» **WORK TO COMPLETE**
Every line of the data is to be output verbatim.

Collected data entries
+---+
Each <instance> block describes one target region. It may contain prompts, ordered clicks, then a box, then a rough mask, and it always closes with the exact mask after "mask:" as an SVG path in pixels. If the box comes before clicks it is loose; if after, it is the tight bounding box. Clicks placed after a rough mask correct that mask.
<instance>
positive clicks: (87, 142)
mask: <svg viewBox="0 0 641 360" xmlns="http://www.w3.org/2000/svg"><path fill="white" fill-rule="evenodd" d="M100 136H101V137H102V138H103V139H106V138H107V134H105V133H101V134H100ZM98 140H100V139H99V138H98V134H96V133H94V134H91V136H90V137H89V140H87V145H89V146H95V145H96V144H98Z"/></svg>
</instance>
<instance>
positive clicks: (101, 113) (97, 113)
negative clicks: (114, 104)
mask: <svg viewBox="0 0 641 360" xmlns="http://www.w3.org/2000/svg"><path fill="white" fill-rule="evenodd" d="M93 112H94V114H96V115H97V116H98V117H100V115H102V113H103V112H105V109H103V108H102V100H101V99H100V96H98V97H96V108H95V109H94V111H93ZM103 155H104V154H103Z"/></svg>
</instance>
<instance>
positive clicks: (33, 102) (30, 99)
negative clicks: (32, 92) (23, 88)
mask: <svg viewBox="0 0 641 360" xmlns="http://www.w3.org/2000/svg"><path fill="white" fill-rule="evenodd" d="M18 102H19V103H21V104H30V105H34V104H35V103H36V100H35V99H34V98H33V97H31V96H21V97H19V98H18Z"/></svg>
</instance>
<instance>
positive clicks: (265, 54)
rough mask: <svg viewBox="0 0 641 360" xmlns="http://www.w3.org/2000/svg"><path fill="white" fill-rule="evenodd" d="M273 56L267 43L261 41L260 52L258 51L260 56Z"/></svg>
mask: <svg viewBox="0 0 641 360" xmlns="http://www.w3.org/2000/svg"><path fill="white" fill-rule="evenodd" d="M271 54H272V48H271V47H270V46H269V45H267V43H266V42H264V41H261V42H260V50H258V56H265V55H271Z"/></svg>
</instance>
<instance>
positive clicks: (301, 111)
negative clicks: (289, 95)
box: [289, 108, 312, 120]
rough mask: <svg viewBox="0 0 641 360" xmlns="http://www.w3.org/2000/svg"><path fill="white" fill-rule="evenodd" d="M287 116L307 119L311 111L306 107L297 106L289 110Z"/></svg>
+---+
» **EXERCISE ANSWER**
Each <instance> block describes one target region. It may contain prompts, ordered clicks, then a box, then a rough mask, and it always closes with the exact mask after "mask:" as an SVG path in pixels. If the box comes before clicks it is loose; if after, it is the tight bounding box. Clicks placed after a rough mask correct that mask.
<instance>
positive clicks: (87, 142)
mask: <svg viewBox="0 0 641 360" xmlns="http://www.w3.org/2000/svg"><path fill="white" fill-rule="evenodd" d="M100 136H101V137H102V138H103V139H106V138H107V134H105V133H101V134H100ZM98 140H100V139H99V138H98V134H96V133H94V134H91V136H90V137H89V140H87V145H89V146H95V145H96V144H98Z"/></svg>
</instance>
<instance>
positive clicks: (101, 113) (97, 113)
negative clicks: (114, 104)
mask: <svg viewBox="0 0 641 360" xmlns="http://www.w3.org/2000/svg"><path fill="white" fill-rule="evenodd" d="M93 112H94V114H96V115H97V116H98V117H100V115H102V113H103V112H105V109H103V108H102V100H101V99H100V96H98V97H96V108H95V109H94V111H93ZM103 155H104V154H103Z"/></svg>
</instance>
<instance>
positive clicks: (33, 102) (30, 99)
negative clicks: (32, 92) (23, 88)
mask: <svg viewBox="0 0 641 360" xmlns="http://www.w3.org/2000/svg"><path fill="white" fill-rule="evenodd" d="M18 102H19V103H21V104H30V105H34V104H35V103H36V100H35V99H34V98H33V97H31V96H21V97H19V98H18Z"/></svg>
</instance>
<instance>
positive clicks: (265, 54)
rough mask: <svg viewBox="0 0 641 360" xmlns="http://www.w3.org/2000/svg"><path fill="white" fill-rule="evenodd" d="M273 56L267 43L261 41L260 52L258 51L260 56Z"/></svg>
mask: <svg viewBox="0 0 641 360" xmlns="http://www.w3.org/2000/svg"><path fill="white" fill-rule="evenodd" d="M271 54H272V48H271V47H270V46H269V45H267V43H266V42H264V41H261V42H260V50H258V56H265V55H271Z"/></svg>
</instance>
<instance>
positive clicks: (301, 111)
negative clicks: (289, 95)
box: [289, 108, 312, 120]
rough mask: <svg viewBox="0 0 641 360" xmlns="http://www.w3.org/2000/svg"><path fill="white" fill-rule="evenodd" d="M287 116L307 119L311 111L306 107L297 106L289 110Z"/></svg>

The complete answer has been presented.